** Start Text block **
And so here we are: Mexico is becoming China’s mini-me. Nearshoring is approaching its “be careful what you wish for” moment.

Four hours from Laredo, Texas, in Nuevo Leon, Mexico, nearly $7 billion in investments have been made by American companies like Tesla. Chinese multinationals are building the Hofusan Industrial Park. This is a glimpse into the future.

It tells only part of the story.

China tariffs were designed to remap supply chains and reshore some manufacturing. The International Trade Commission said that indeed happened in nearly all of the 10 sectors impacted by tariffs. Can that be a long-term trend?

Write this down: Mexico will do to the United States what China did for 10 years after entering the WTO.  The industrial projects building in Mexico will translate into a barrage of new goods entering the United States, duty free thanks to the United States-Mexico-Canada Agreement (USMCA).

On March 12, Senators Tom Cotton (R-AR) and Sherrod Brown (D-OH) introduced the Stop Mexico’s Steel Surge Act to impose a 25% tariff on Mexico to address surging imports of steel pipes from Mexican-owned companies.

On February 28, Sen. Josh Hawley (R-MO) introduced a bill to place 100% tariffs on China EVs made in Mexico. Trump agreed, saying he would do the same in his famous “bloodbath” comment.

China would see a 100% tariff on them alone as unfair, if not hypocritical to a “fair trade” promoting Washington in a free trade zone.

ToyotaHyundai, and BMW, all building Mexican factories, would (and should) wonder if they are next.

It’s not just cars.

China-based Trina Solar will set up shop in Hofusan, selling solar to Americans made in Mexico instead of China where they face tariffs.
** End Text block **
** Start Supplied records **
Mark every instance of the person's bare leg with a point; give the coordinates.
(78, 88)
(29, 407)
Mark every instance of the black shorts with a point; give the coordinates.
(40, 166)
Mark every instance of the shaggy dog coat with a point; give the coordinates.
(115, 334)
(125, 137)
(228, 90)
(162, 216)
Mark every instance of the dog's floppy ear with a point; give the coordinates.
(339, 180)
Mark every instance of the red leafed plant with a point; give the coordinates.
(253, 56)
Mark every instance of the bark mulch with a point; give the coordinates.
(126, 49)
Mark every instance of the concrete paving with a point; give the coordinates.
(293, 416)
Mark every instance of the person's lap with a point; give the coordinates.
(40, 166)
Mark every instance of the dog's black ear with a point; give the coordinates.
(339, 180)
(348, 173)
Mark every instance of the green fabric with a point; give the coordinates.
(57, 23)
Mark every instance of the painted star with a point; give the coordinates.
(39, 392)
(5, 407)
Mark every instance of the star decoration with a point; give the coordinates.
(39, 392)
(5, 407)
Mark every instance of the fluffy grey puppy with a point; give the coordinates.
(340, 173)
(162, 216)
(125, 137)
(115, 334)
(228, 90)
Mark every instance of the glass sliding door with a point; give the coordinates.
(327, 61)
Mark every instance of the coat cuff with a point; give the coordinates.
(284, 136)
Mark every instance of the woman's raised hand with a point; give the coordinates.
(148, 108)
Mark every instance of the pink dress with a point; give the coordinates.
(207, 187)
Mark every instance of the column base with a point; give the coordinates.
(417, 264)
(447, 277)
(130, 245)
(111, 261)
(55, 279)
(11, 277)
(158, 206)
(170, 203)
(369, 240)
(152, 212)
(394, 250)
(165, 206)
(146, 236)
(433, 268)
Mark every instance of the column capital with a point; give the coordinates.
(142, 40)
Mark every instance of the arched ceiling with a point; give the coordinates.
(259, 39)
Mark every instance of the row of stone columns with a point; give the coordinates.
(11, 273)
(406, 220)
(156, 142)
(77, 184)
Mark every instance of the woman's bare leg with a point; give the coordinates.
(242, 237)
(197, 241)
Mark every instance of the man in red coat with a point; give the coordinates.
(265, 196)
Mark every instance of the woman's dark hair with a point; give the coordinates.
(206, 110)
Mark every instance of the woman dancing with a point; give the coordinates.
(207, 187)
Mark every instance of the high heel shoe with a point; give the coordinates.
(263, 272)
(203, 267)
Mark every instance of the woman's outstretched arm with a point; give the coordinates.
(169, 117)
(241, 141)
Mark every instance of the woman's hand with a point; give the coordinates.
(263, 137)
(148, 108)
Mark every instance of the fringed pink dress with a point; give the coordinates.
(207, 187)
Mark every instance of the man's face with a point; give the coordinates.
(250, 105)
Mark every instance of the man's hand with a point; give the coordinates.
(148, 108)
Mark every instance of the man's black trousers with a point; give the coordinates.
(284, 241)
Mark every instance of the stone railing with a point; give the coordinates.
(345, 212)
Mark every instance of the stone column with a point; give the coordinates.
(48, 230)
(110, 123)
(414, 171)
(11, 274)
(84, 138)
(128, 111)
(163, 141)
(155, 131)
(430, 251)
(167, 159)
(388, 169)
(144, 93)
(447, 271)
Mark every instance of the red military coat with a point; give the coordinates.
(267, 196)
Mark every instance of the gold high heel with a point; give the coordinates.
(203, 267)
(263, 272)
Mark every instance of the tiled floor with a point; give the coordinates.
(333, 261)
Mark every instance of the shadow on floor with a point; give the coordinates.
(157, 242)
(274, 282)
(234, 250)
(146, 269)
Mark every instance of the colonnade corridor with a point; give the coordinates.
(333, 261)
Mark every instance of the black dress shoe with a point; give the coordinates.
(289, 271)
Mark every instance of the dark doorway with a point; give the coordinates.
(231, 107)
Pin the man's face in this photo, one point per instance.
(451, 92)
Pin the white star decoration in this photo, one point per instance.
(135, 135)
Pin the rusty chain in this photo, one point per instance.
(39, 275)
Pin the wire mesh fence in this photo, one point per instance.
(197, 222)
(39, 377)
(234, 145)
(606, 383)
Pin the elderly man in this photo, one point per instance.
** End Supplied records **
• **Given instruction**
Answer these questions from the article on Mexico and nearshoring:
(a) What tariff rate would the Stop Mexico's Steel Surge Act impose on Mexico?
(b) Who introduced the bill to place 100% tariffs on China EVs made in Mexico, and on what date?
(c) Which China-based company will set up shop in Hofusan?

• **Exercise response**
(a) 25%
(b) Sen. Josh Hawley (R-MO), on February 28
(c) Trina Solar